Lista de tareas –
[1] Responde según el texto sobre El exorcista:
(a) ¿En qué año apareció el libro The Exorcist?
(b) ¿Quién dirigió la película y en qué año?
(c) ¿Cuántos ejemplares vendió el libro en un año?
[2] Transcribe sin cambios el tramo del texto sobre El exorcista desde "The Exorcist fue" hasta "vive con nosotros.".

Texto dado –
┄┄┄┄┄┄

El exorcista
Una noche de miércoles a la una y media de la mañana, buscando todo y nada, mientras hacía sueño, encontré al azar en un canal, entre una lista interminable, El Exorcista. Estamos con el padre Merrin en Irak a principios de los años setenta.
The Exorcist fue el título del libro aparecido en 1972. Su autor, un escritor como muchos, no hizo una gran novela, hizo un best seller. William Peter Blatty intentó hacer un thriller de terror. Y lo que consiguió fue un diablo de pacotilla, que no obstante, aterrorizó a la generación de los sesenta, mostrándoles en él la mala conciencia norteamericana. El diablo vive con nosotros.
Nunca me quedó claro, ni en el libro ni en la película, dirigida por William Friedkin, en 1973: ¿por qué el demonio escoge un típico hogar norteamericano de clase alta, para tragarse a Megan? ¿Qué coños es lo quiere el demonio en Washington? Y una noche, cuarenta años después de que la vi en un teatro asustado y atestado, encuentro en el film a un diablo de opereta, un maligno muñeco de plástico, una máscara verdosa, una plasta de maquillaje hoy apenas creíble, un arquetipo de plástico, un personaje sin construcción, un esperpento aburridor.
Una maligna deidad atiborrada de poderes: telecinesis, conocimiento del pasado de las personas, exceso de fuerza, el giro de la cabeza 360 grados. Pero aun así, es un pobre diablo, que se deja atar a la cama de Regan, por un médico, o un mayordomo. Y ahí se queda como un perro castigado, mientras el agua bendita de los jesuitas le cae como mierda abrazadora. Se inventaron un diablo con poderes retóricos, al que, para hacerlo manejable en la historia, le cercenaron su auténtica fuerza, la terrorífica credibilidad, el temor mítico.
De una lado los jesuitas, el padre, el hijo y el espíritu santo, y del otro, un diablo amarrado con lazos de lencería. Y solo cuando el padre Merrin cree haber ganado la batalla, el demonio regurgita a Megan y sale para matar al viejo de un pescozón. Y cuando el jesuita psiquiatra, una mezcla completamente diabólica, entra y encuentra al viejo sin vida, precipita un cuerpo a cuerpo final, en el que le pide al demonio que lo posea a él. Y quién es el demonio para no complacer a un jesuita. Así que lo posé y de inmediato se arroja desde el segundo piso al fondo de unas largas escaleras.
A estas alturas se diría que el demonio fue a Washington a cargarse a un par de jesuitas que se le enfrentaron. No sé si sea suficiente para hacer del libro el éxito que fue, en un año vendió trece millones de ejemplares, o de la película, que se cargó un Oscar.
Es ejemplar el film en la creación de tensión, la dosificación, la acumulación interrumpida, el crescendo de antagonismo, el cuidado de los detalles, los indicios progresivos, la intensificación. Sin embargo, cuando al final la tensión revienta y se produce el sismo de la cama y el desdoblamiento, la tensión se pierde. Todo lo que sigue es un inverosímil, risible y cursi exorcismo contra un pobre diablo, amarrado a una cama como un perro.
Lo más parecido al demonio que se tragó a Megan, es el lobo del cuento de Caperucita que se tragó a la abuela.

┄┄┄┄┄┄

Líneas –
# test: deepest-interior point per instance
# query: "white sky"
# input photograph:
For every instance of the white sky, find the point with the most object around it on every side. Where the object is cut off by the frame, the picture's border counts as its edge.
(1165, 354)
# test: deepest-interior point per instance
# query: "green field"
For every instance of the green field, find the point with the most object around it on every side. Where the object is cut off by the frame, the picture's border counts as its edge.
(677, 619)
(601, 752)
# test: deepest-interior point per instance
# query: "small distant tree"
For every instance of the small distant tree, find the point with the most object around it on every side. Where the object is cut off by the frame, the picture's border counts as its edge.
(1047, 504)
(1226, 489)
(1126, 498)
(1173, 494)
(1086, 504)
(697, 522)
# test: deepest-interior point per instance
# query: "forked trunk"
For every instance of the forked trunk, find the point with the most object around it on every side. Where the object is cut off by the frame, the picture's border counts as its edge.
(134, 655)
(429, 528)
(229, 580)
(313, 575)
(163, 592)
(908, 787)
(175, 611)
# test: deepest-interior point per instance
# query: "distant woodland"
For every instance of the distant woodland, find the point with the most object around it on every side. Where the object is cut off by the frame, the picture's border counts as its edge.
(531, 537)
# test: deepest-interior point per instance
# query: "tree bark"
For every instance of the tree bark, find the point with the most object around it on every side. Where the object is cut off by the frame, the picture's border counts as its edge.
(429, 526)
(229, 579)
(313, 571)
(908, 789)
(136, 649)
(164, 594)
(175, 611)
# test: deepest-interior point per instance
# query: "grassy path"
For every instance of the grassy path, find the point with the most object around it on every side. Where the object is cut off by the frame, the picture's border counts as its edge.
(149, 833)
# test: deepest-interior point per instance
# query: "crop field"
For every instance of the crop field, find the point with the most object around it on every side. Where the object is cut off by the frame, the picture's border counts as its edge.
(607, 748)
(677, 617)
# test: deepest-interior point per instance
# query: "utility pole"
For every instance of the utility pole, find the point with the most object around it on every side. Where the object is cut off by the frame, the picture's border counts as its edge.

┄┄┄┄┄┄

Respuestas por tarea –
[1]
(a) En 1972.
(b) William Friedkin, en 1973.
(c) Trece millones.

[2]
The Exorcist fue el título del libro aparecido en 1972. Su autor, un escritor como muchos, no hizo una gran novela, hizo un best seller. William Peter Blatty intentó hacer un thriller de terror. Y lo que consiguió fue un diablo de pacotilla, que no obstante, aterrorizó a la generación de los sesenta, mostrándoles en él la mala conciencia norteamericana. El diablo vive con nosotros.